> [DATASET EXTRACT]
►

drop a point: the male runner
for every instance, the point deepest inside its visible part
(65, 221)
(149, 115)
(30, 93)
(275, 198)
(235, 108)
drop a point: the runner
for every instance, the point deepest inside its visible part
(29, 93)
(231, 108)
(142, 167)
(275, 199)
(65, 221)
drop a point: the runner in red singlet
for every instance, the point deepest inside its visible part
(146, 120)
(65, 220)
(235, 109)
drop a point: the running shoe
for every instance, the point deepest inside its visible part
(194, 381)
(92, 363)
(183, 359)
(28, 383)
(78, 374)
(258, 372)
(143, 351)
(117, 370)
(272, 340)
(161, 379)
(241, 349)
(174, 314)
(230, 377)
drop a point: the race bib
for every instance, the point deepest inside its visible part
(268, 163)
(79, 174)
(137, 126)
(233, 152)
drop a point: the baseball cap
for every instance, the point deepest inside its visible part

◄
►

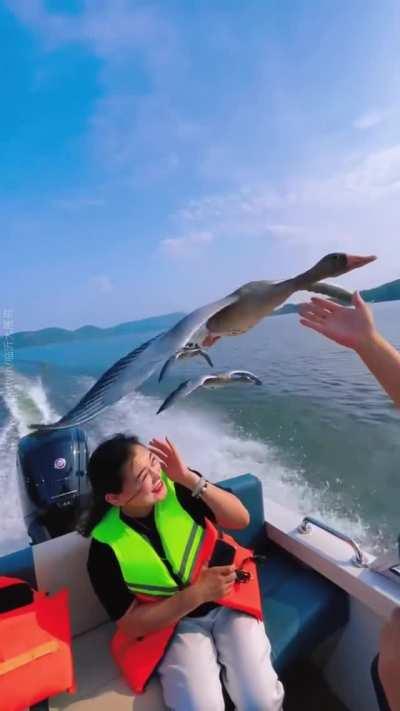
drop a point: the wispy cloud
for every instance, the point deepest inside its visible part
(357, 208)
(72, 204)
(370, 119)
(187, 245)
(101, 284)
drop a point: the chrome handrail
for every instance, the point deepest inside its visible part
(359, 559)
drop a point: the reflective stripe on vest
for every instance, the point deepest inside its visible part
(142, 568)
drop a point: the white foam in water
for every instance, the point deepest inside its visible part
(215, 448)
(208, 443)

◄

> [EXERCISE DETAILS]
The lines above that hold the word "runner" should be found and copied out.

> [EXPECTED ANSWER]
drop a point: the male runner
drop a point: the runner
drop a point: the runner in red singlet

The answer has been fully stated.